— Start Data extract —

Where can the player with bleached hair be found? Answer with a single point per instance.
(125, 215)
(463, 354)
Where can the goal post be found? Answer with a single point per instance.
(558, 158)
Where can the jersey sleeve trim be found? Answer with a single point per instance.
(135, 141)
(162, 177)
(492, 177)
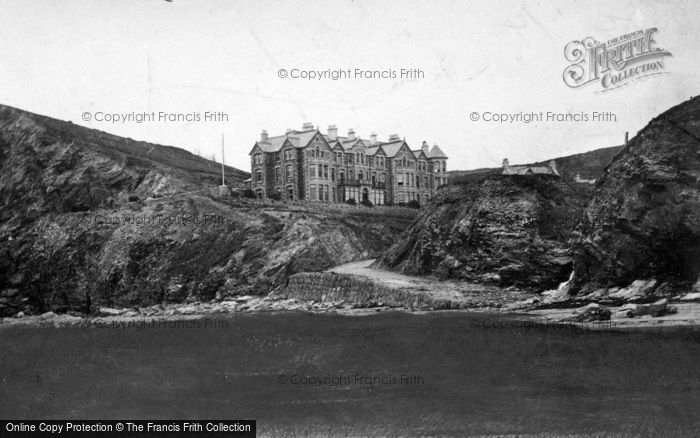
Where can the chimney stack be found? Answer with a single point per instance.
(332, 132)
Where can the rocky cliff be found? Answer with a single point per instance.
(506, 230)
(89, 219)
(643, 221)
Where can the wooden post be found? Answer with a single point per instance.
(223, 180)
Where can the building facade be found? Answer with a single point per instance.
(310, 165)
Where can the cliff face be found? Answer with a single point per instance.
(77, 230)
(643, 221)
(506, 230)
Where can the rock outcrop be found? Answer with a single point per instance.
(88, 220)
(643, 221)
(505, 230)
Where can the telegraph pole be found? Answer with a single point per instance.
(223, 180)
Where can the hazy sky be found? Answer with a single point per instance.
(63, 58)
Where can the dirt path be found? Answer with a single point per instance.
(484, 297)
(476, 295)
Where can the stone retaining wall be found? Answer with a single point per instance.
(357, 291)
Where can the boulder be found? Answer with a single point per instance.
(658, 308)
(108, 311)
(590, 312)
(693, 296)
(637, 290)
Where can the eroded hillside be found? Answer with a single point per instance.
(89, 219)
(505, 230)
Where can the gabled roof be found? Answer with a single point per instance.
(391, 149)
(298, 139)
(419, 154)
(436, 152)
(372, 150)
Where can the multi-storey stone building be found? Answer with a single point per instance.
(310, 165)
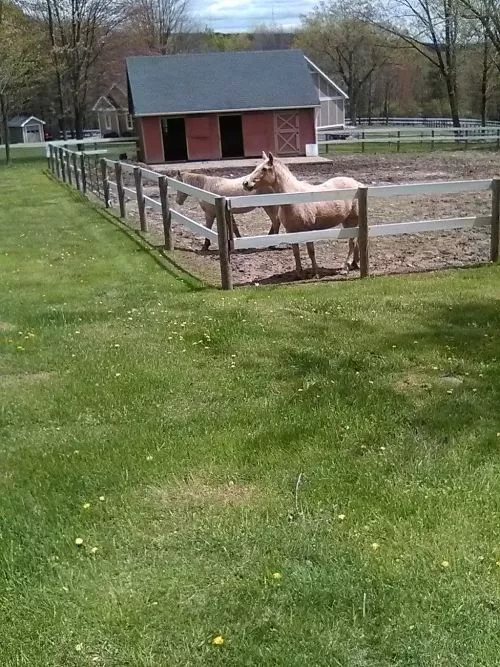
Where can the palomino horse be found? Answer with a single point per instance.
(226, 187)
(304, 217)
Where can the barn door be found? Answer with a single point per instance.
(287, 133)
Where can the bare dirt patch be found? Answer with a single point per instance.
(398, 254)
(423, 380)
(199, 493)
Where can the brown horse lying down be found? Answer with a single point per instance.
(275, 174)
(226, 187)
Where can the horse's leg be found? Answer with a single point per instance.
(209, 223)
(236, 231)
(298, 263)
(272, 213)
(355, 255)
(312, 256)
(352, 221)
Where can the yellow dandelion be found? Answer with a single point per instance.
(218, 640)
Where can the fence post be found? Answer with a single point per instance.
(63, 167)
(57, 163)
(495, 219)
(68, 167)
(75, 167)
(165, 212)
(141, 202)
(119, 187)
(96, 174)
(83, 174)
(105, 183)
(222, 232)
(363, 232)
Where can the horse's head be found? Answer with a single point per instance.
(180, 197)
(263, 175)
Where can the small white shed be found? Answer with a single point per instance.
(26, 130)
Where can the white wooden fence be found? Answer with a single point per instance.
(462, 136)
(73, 168)
(91, 173)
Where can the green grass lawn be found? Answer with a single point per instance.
(312, 473)
(25, 154)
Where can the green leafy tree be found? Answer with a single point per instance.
(19, 62)
(346, 46)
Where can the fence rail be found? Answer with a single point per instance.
(407, 135)
(91, 174)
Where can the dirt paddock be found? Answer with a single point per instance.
(406, 253)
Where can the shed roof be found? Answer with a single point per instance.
(223, 81)
(24, 119)
(115, 98)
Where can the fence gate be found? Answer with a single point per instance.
(287, 133)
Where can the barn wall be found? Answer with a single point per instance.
(307, 129)
(202, 135)
(151, 139)
(258, 133)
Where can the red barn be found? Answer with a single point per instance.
(208, 106)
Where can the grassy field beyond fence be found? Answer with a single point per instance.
(306, 475)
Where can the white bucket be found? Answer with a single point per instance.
(312, 150)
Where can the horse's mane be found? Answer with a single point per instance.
(287, 178)
(192, 178)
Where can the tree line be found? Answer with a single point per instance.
(392, 57)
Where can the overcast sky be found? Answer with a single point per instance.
(241, 15)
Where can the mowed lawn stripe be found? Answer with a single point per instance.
(311, 473)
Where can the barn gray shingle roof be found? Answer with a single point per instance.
(226, 81)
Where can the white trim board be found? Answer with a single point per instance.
(327, 78)
(159, 114)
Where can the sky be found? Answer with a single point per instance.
(242, 15)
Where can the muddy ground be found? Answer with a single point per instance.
(407, 253)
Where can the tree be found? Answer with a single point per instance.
(159, 22)
(432, 28)
(77, 31)
(344, 45)
(19, 62)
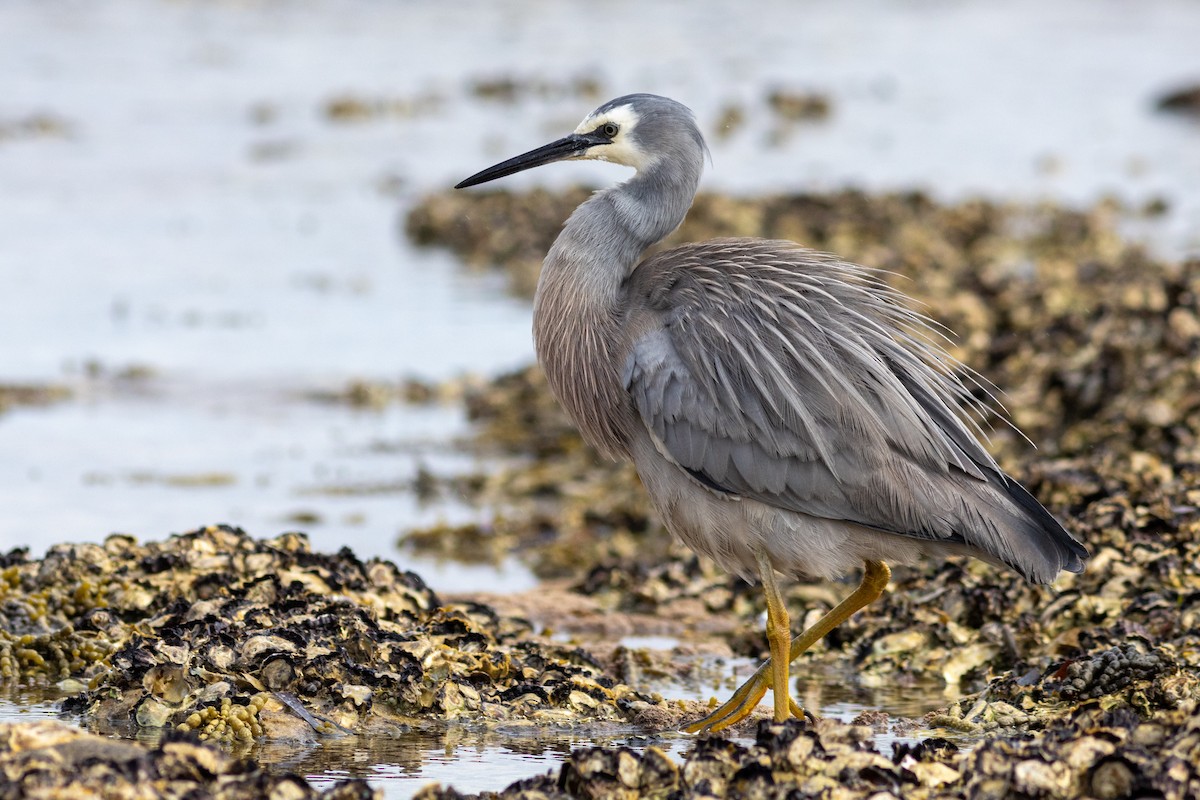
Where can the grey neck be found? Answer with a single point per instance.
(579, 306)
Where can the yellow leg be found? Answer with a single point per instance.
(744, 701)
(779, 637)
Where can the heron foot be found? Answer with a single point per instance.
(745, 699)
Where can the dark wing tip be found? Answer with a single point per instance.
(1059, 548)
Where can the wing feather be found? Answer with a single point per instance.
(772, 372)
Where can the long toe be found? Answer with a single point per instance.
(737, 708)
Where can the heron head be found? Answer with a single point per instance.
(635, 131)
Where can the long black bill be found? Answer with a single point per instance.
(565, 148)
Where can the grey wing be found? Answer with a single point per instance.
(771, 372)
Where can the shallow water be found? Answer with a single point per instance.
(196, 248)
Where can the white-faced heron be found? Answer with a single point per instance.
(786, 410)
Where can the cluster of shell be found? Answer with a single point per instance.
(238, 638)
(1096, 755)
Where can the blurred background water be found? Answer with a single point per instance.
(202, 204)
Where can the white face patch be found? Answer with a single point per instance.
(622, 150)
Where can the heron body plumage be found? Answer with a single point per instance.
(786, 410)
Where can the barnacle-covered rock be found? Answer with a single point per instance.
(1095, 752)
(237, 638)
(52, 761)
(1095, 343)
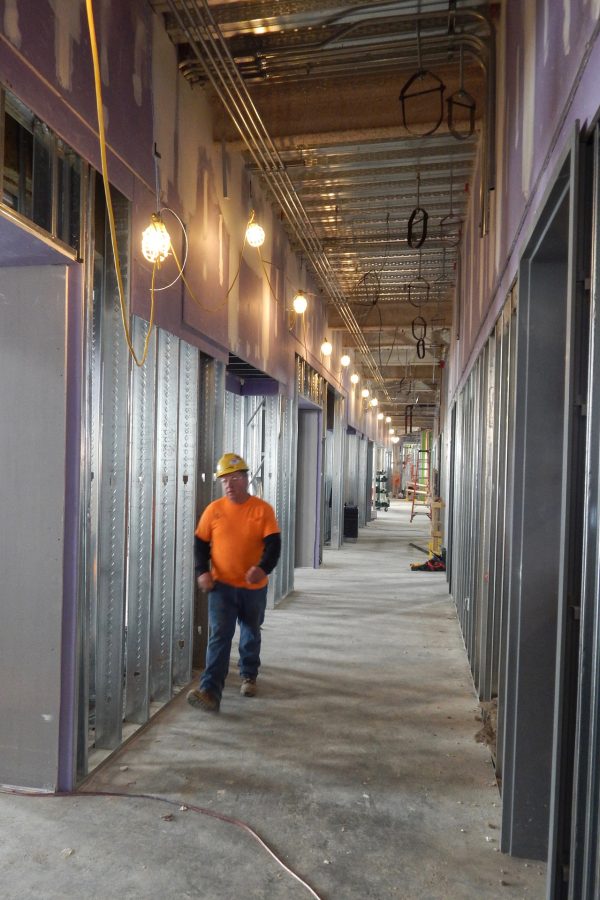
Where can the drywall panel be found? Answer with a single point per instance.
(32, 403)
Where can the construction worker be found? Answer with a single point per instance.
(237, 545)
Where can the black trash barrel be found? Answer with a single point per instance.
(351, 522)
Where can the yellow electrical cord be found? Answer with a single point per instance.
(109, 207)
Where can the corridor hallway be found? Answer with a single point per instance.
(357, 763)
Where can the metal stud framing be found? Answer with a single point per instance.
(165, 489)
(186, 512)
(141, 503)
(478, 505)
(112, 496)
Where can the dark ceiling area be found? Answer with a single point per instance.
(363, 120)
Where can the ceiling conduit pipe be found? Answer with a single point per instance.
(210, 49)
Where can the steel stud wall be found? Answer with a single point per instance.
(478, 504)
(141, 501)
(141, 435)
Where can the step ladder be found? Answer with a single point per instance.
(419, 490)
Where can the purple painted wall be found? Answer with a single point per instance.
(45, 59)
(548, 77)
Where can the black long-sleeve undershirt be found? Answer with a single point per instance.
(267, 562)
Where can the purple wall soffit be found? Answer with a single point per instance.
(318, 497)
(233, 384)
(51, 71)
(575, 79)
(253, 387)
(68, 702)
(19, 247)
(305, 403)
(260, 387)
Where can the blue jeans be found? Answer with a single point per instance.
(228, 605)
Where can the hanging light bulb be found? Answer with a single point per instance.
(156, 242)
(300, 302)
(255, 234)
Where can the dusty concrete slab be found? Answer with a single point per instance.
(356, 763)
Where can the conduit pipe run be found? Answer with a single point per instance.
(209, 47)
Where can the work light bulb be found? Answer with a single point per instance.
(300, 303)
(156, 242)
(255, 235)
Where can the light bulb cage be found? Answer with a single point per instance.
(156, 241)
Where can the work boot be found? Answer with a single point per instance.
(203, 700)
(248, 688)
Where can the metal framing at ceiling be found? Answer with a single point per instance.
(313, 93)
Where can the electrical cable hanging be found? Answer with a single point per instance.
(109, 207)
(451, 224)
(434, 85)
(462, 100)
(420, 218)
(418, 289)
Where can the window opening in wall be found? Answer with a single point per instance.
(41, 175)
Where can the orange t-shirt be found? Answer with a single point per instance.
(236, 533)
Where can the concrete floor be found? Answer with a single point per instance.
(356, 763)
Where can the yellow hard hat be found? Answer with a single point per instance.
(230, 463)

— End Data extract —

Without including any pictures, print all of the material exactly as given.

Where can the player with bleached hair be found? Answer with a single point per instance.
(125, 215)
(463, 354)
Where can the goal post be found? Answer with a single point per instance.
(558, 158)
Where can the jersey sleeve trim be found? Answer with a single point per instance.
(135, 141)
(162, 177)
(492, 177)
Where can the chimney stack be found? Answer with a single point per instance.
(332, 132)
Where can the rocky cliff be found? Answer with a single point per instance.
(506, 230)
(89, 219)
(643, 221)
Where can the wooden post be found? Answer with a single point per instance.
(223, 180)
Where can the building facade be found? Answer with a single point per instance.
(310, 165)
Where can the cliff face be found? Answer with a single point per instance.
(77, 230)
(643, 221)
(506, 230)
Where can the rock outcrop be found? Answer with a single point per instance.
(88, 220)
(643, 221)
(505, 230)
Where can the telegraph pole be found? Answer with a single point per instance.
(223, 180)
Where can the hazy sky be found? Answer with a single point per instance.
(63, 58)
Where can the dirt path be found? Answer with a single point per instance.
(484, 297)
(476, 295)
Where can the stone retaining wall be found? Answer with a single point per instance.
(357, 291)
Where can the boulder be found? Answer with a single point per instance.
(658, 308)
(108, 311)
(590, 312)
(693, 296)
(637, 290)
Where can the eroded hillside be found? Answer with a single point per instance.
(89, 219)
(505, 230)
Where can the gabled roof be found? Answer with a single point per instance.
(391, 149)
(298, 139)
(419, 154)
(436, 152)
(372, 150)
Where can the multi-storey stone building be found? Answer with a single point per instance.
(310, 165)
Where can the palomino horse be found? Answer with a single point per instance.
(226, 187)
(304, 217)
Where can the barn door be found? Answer with a single point per instance.
(287, 133)
Where can the bare dirt patch be found? Answer with a single point per instance.
(398, 254)
(423, 380)
(199, 493)
Where can the brown horse lying down be found? Answer with a single point per instance.
(275, 174)
(226, 187)
Where can the horse's leg be found? Answer with a single point per instance.
(209, 223)
(236, 231)
(298, 263)
(272, 213)
(355, 255)
(312, 256)
(352, 221)
Where can the yellow dandelion be found? Answer with a single point per instance.
(218, 640)
Where can the fence post be found? Answer with a single point per instance.
(63, 167)
(57, 163)
(495, 219)
(68, 167)
(75, 167)
(165, 212)
(141, 202)
(119, 187)
(96, 174)
(83, 174)
(105, 183)
(222, 232)
(363, 232)
Where can the horse's head be found? Answer with a single point per instance.
(180, 197)
(263, 175)
Where can the small white shed be found? Answer with a single point per instance.
(26, 130)
Where can the white wooden fence be found? Answer with a single point per instance.
(462, 136)
(73, 168)
(91, 173)
Where can the green grass lawn be found? Answer with a single point per instance.
(312, 473)
(25, 154)
Where can the green leafy tree be found? Answer with a single point per instance.
(19, 62)
(346, 46)
Where can the fence rail be found? Answer with a single point per instance.
(407, 135)
(91, 174)
Where can the dirt paddock be found? Answer with a single point per instance.
(406, 253)
Where can the shed roof be found? Answer with a single point per instance.
(223, 81)
(24, 119)
(115, 98)
Where can the fence gate be found? Answer with a single point per instance.
(287, 133)
Where can the barn wall be found? Answer with a single point per instance.
(307, 129)
(202, 135)
(151, 139)
(258, 133)
Where can the red barn be found? Answer with a single point per instance.
(208, 106)
Where can the grassy field beyond fence be found? Answer with a single point per instance.
(306, 475)
Where can the white bucket be found? Answer with a single point per instance.
(312, 150)
Where can the horse's mane be found? Answer with a single point per instance.
(287, 178)
(192, 178)
Where can the tree line be found? Answer with a single point per instance.
(392, 57)
Where can the overcast sky be found? Answer with a single point per instance.
(241, 15)
Where can the mowed lawn stripe be found? Answer with a single point per instance.
(311, 473)
Where can the barn gray shingle roof be found? Answer with a single point per instance.
(226, 81)
Where can the white trim board be found? Answer with a single point per instance.
(327, 78)
(159, 114)
Where can the sky be found? Answer with a single point per instance.
(242, 15)
Where can the muddy ground be found? Answer with a single point per instance.
(407, 253)
Where can the tree be found? Answer with a single point per instance.
(159, 22)
(432, 28)
(77, 31)
(344, 45)
(19, 62)
Where can the grey neck be found? Answer with a single point per instance.
(579, 306)
Where can the yellow leg be found? Answer with a single point per instance.
(744, 701)
(779, 637)
Where can the heron foot be found? Answer with a single point per instance.
(745, 699)
Where can the dark wing tip be found? Answer with a single point per instance.
(1059, 548)
Where can the wing feather be found? Answer with a single point per instance.
(772, 372)
Where can the long toe be found? Answer with a single point per instance.
(737, 708)
Where can the heron head be found? Answer with a single point per instance.
(635, 131)
Where can the long black bill be found? Answer with a single point per instance.
(565, 148)
Where can the grey wing be found? Answer with a single point per instance.
(771, 372)
Where can the shallow water be found? Answer with a single point per instance.
(196, 248)
Where can the white-faced heron be found? Answer with a single point per instance.
(786, 410)
Where can the cluster of shell be found? Answer with a single point per instance.
(238, 638)
(1096, 755)
Where can the blurred background water be found? Answer with a single point per instance.
(202, 204)
Where can the white face patch be found? Answer with a single point per instance.
(622, 150)
Where can the heron body plumage be found? Answer with a single point per instance.
(786, 410)
Where can the barnacle-covered rock be found? Answer with a single point per instance.
(1095, 752)
(237, 638)
(52, 761)
(1095, 343)
Where can the drywall panel be found? Answer with a single point per instance.
(32, 403)
Where can the construction worker be found? Answer with a single point per instance.
(237, 545)
Where can the black trash barrel be found? Answer with a single point per instance.
(351, 522)
Where can the yellow electrical cord be found? Answer with a single point per instance.
(109, 207)
Where can the corridor hallway be found? Answer with a single point per instance.
(357, 763)
Where can the metal stud framing be found? Answer with a single point per instance.
(165, 489)
(186, 512)
(141, 503)
(478, 505)
(112, 496)
Where can the dark ceiling area be found? Answer with a single point per instance.
(363, 120)
Where can the ceiling conduit pipe be found? Answer with a single point per instance.
(210, 49)
Where can the steel stud wall be found? Answer with a single point per instance.
(478, 504)
(141, 501)
(141, 435)
Where can the step ladder be found? Answer with a single point per instance.
(419, 490)
Where can the purple painted wall be found? Answer with a single point per instance.
(45, 59)
(548, 77)
Where can the black long-sleeve undershirt be found? Answer with a single point per instance.
(267, 562)
Where can the purple wall soffit be found? Answer with a single point per instance.
(318, 497)
(233, 384)
(51, 71)
(575, 79)
(253, 387)
(68, 702)
(19, 247)
(305, 403)
(260, 387)
Where can the blue jeans be found? Answer with a single point per instance.
(228, 605)
Where can the hanging light bulb be found? Answer with a single point per instance.
(156, 242)
(300, 302)
(255, 234)
Where can the dusty concrete slab be found? Answer with a single point per instance.
(356, 763)
Where can the conduit pipe run be found? Answer with a single point per instance.
(209, 47)
Where can the work light bulb be found? Answer with a single point per instance.
(300, 303)
(156, 242)
(255, 235)
Where can the light bulb cage be found? Answer with a single point per instance.
(156, 241)
Where can the work boot be found? Answer with a single point per instance.
(203, 700)
(248, 688)
Where can the metal framing at ceiling be found? Answer with a single point per instance.
(313, 93)
Where can the electrical cable hanging be found? Answer with a single point per instance.
(109, 207)
(451, 224)
(434, 85)
(462, 100)
(420, 218)
(418, 289)
Where can the window opening in wall be found? Answer with a single point per instance.
(41, 175)
Where can the orange t-shirt be found? Answer with a single point per instance.
(236, 533)
Where can the concrete floor be found? Answer with a single point per instance.
(356, 763)
Where can the yellow hard hat be found? Answer with a single point per instance.
(230, 463)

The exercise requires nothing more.